___ PASSAGE GIVEN

Feature

Dennis Brutus Speaks Out

SEPTEMBER 1984 Kendal Price '78
Feature
Dennis Brutus Speaks Out
SEPTEMBER 1984 Kendal Price '78

The exiled South African poet, who was visiting professor of African and Afro-American Studies at Dartmouth in the spring of '83, remembers Hanover.

It is a sunny, unusually warm late March day in Washington, D.C. Howard University's chapel is filled with the soothing, multi-colored light of the sun shining through stained glass. For Dennis Brutus, the attentive, mostly black, middle-aged audience that also fills the room is less than soothing. This is a tough crowd, Brutus' contemporaries. Well-educated and well-read, many of the people in this audience are writers or poets or teachers or critics. They probably know more about the history of apartheid as well as the American civil rights movement than any other audience he has or ever will address.

He acknowledges the pressure prior to the talk. We have finished the first part of our interview and when walking from the hotel to the chapel he refuses to talk further. I can accompany him but it must be in silence. He must have time to gather his thoughts.

After the speech given informally from notes, and well-received the luncheon, and the questions after-ward, he reluctantly agrees to continue the interview. During the walk from the chapel back to the hotel Brutus refuses to talk again, but this time because of fatigue. He is visibly drained, though when we enter the hotel he offers an oblique compliment. He accuses me of having probed too much during the morning interview. I got him to say more than he intended on the artist and political commitment. "You stole my speech material. You have it there on your tape." (He smiles.)

"What the 300 in the audience missed, 42,000 alumni will get to read."

"Aahhhh. We'll see."

Once in the coffee shop, he sits down heavily and buries his face in his hands for a few minutes before looking up. He orders a Sprite without ice and says firmly, "You have three questions."

About the rules of the interview he is authoritative, firm, and uncompromising. In a poet and activist, these traits are unusual. In a South African they are familiar. The Republic of South Africa is a regimented society, and all of her peoples reflect that to a certain degree. However, to better understand Brutus, it's worth looking at some of the forces that shaped this man.

______

DIRECTIONS:
1: Transcribe the Dennis Brutus profile word for word, starting at "Once in the" and ending at "shaped this man.".
2: Decide whether each statement agrees with the Dennis Brutus profile, answering yes or no and quoting the words that settle it: (a) Brutus taught at Dartmouth in the spring of '83. (b) Brutus talked with the interviewer as they walked from the hotel to the chapel. (c) In the coffee shop, Brutus orders a Sprite with ice.
3: Resume the Dennis Brutus profile from its last sentence and write on from there.
The material after this Dennis Brutus profile is not needed here.

___ COLLECTED MATERIAL

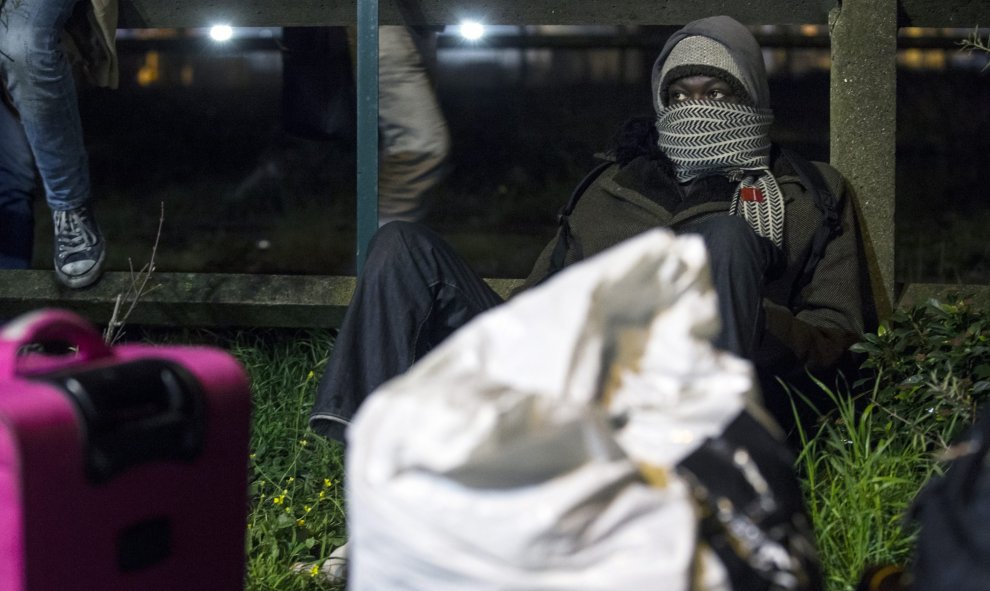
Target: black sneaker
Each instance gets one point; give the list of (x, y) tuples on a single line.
[(79, 247)]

______

RESPONSES FOR EACH TASK:
1:
Once in the coffee shop, he sits down heavily and buries his face in his hands for a few minutes before looking up. He orders a Sprite without ice and says firmly, "You have three questions."

About the rules of the interview he is authoritative, firm, and uncompromising. In a poet and activist, these traits are unusual. In a South African they are familiar. The Republic of South Africa is a regimented society, and all of her peoples reflect that to a certain degree. However, to better understand Brutus, it's worth looking at some of the forces that shaped this man.

2:
(a) Yes: "who was visiting professor of African and Afro-American Studies at Dartmouth in the spring of '83"
(b) No: "when walking from the hotel to the chapel he refuses to talk further"
(c) No: "He orders a Sprite without ice"

3:
Fifty-nine years ago, Dennis Brutus was born in what was then Salisbury, Southern Rhodesia, but is now Harare, Zimbabwe. His father (Francis Henry) and mother (Margaret) both were school teachers. Brutus grew up in a "coloured" (mixed race) township outside of Port Elizabeth, South Africa, a small city facing the Indian Ocean. The term apartheid would not be adopted officially by the white minority government for another 25 years, but the concept was already a wellestablished part of South African society. His home was a ghetto.

He received a B.A. from Fort Hare University College in 1946 and taught high school English and Afrikaans (Dutch-based language of the white minority) for over a decade. During that time his anti-apartheid activities resulted in government banning orders that prohibited him from teaching, publishing, and appearing in public. This persecution escalated to a fiveyear banning order confining Brutus to his house. In 1963 he defied the ban, was arrested, tried, and sentenced to eighteen months' hard labor.

After being released from prison, he was allowed to emigrate to London, where from 1966 to 1970 he worked as a journalist and teacher. In 1971 he was asked to join the faculty of Northwestern University in Evanston, Illinois.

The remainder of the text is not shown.